◆ Your instructions
An exact copy of every entry is needed here; the images stay out.

(Beginning of Data for analysis)

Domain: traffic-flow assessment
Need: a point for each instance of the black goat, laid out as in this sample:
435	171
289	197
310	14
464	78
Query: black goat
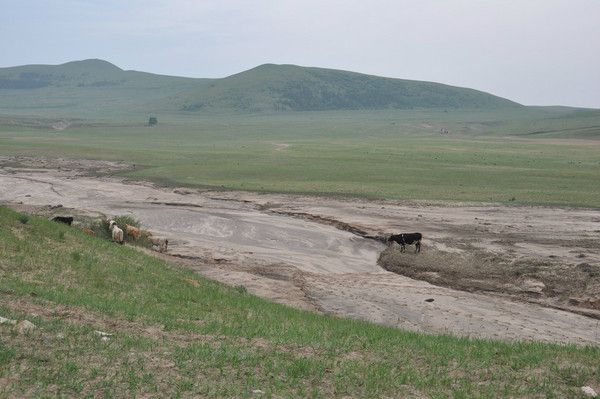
407	239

(End of Data for analysis)

◆ Result of this exercise
Domain: traffic-flow assessment
Need: a point for each instance of the black goat, laid out as in this sample:
435	171
289	197
310	14
464	78
Query: black goat
407	239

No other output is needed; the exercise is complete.